ELENA, Giuseppe

Dizionario Biografico degli Italiani - Volume 42 (1993)

ELENA, Giuseppe

Gianluca Kannès

Figlio di Antonio, nacque a Codogno (Milano) il 2 luglio 1801. Abbandonò per la pittura gli studi in seminario. Entrato a Brera probabilmente già ventenne, è dubbio che vi abbia potuto svolgere studi regolari; nel 1822 e 1824 era presente come miniatore all'esposizione annuale dell'accademia e nel 1826 vinse il concorso di seconda classe di figura per l'invenzione del disegno. Sposatosi, nel 1826, con Teresa Comi, ne ebbe nel 1827 l'unico figlio, Paolo.

Testimonianza di un esordio non privo di ambizioni è la richiesta per aprire nella propria casa una stamperia litografica, presentata nel luglio 1826 alla I. R. Direzione di polizia. La licenza, negata in un primo tempo, fu concessa nel marzo 1827, in considerazione dell'essere l'artista "non sprovveduto" di mezzi, "possedendo alcuni terreni", e tenendo presenti la sua affermazione dell'anno precedente al concorso di Brera e l'esito di alcuni "esperimenti litografici sopra delineazioni dei professori Hayez e Palagi" (Arch. di Stato di Milano, Commercio, cart. 347).

*ESERCIZI DA SVOLGERE*
**1.** Riporti fedelmente il passo della voce biografica su Giuseppe Elena che inizia con "Gianluca Kannès" e termina con "l'unico figlio, Paolo.".
**2.** Secondo la voce biografica su Giuseppe Elena, in quale mese e anno fu concessa all'artista la licenza per la stamperia litografica?
**3.** Prosegua la voce biografica su Giuseppe Elena a partire dal punto in cui si interrompe.
Il materiale riportato di seguito non ha alcun ruolo in questo esercizio.

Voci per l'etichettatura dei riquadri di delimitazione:
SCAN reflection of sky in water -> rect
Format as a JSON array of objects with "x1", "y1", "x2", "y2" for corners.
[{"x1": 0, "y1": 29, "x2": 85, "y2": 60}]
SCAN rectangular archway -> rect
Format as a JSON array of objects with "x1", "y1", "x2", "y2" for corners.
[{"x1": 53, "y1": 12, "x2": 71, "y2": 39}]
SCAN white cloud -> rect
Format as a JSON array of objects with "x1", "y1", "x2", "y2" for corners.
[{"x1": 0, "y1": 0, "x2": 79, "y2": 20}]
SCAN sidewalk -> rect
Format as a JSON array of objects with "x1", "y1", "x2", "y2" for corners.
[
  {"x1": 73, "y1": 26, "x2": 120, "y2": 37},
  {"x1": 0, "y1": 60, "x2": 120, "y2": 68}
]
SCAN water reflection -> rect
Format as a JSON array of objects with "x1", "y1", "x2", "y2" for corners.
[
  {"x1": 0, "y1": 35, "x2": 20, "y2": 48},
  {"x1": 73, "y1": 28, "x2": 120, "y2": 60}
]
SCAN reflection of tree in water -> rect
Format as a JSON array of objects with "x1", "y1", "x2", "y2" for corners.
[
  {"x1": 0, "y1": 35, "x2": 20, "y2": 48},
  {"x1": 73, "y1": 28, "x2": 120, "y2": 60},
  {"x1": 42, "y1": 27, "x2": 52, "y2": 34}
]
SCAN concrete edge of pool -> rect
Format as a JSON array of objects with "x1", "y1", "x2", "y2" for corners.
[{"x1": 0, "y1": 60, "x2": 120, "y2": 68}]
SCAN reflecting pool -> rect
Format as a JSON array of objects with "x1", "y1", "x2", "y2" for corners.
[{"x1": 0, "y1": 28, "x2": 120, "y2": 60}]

...

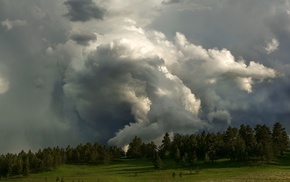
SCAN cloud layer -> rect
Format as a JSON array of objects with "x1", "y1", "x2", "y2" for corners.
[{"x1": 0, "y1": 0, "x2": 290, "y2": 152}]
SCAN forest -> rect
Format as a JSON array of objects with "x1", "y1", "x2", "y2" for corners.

*RISPOSTE ATTESE*
**1.**
Gianluca Kannès

Figlio di Antonio, nacque a Codogno (Milano) il 2 luglio 1801. Abbandonò per la pittura gli studi in seminario. Entrato a Brera probabilmente già ventenne, è dubbio che vi abbia potuto svolgere studi regolari; nel 1822 e 1824 era presente come miniatore all'esposizione annuale dell'accademia e nel 1826 vinse il concorso di seconda classe di figura per l'invenzione del disegno. Sposatosi, nel 1826, con Teresa Comi, ne ebbe nel 1827 l'unico figlio, Paolo.

**2.** Nel marzo 1827.

**3.**
Il Calabi (1958, pp. 55, 76) segnala l'E. come già attivo a Milano nel 1816 e ritiene che si sia formato presso la Stamperia reale, che, dopo la chiusura dello stabilimento di G. De Werz, il primo ad introdurre nel 1808 la tecnica litografica in Lombardia, ne aveva ereditato parte dell'attività. Più probabilmente l'E. si accostò invece al nuovo mezzo come autodidatta, stimolato, durante gli studi a Brera, dal crescente interesse che verso gli sviluppi della litografia all'estero andavano dimostrando F. Hayez ed altri artisti, e dalle prospettive aperte negli anni '20 dalla rapida espansione del mercato artistico e letterario milanese. Esauritosi fra il 1813 e il 1815 l'esperimento del De Werz, l'assenza di torchi la cui capacità andasse oltre la stampa di circolari, spartiti musicali o etichette commerciali era, in Lombardia, un problema da tempo segnalato come critico. Lo stabilimento dell'E., che l'artista stesso presentava, sulla Gazzetta di Milano del 30 apr. 1827 come aperto "non solo per mire di interesse, ma ancora per passione alle belle arti", fu il primo a tentare una specializzazione in campo figurativo e deve a questo un posto di rilievo nella storia della litografia milanese.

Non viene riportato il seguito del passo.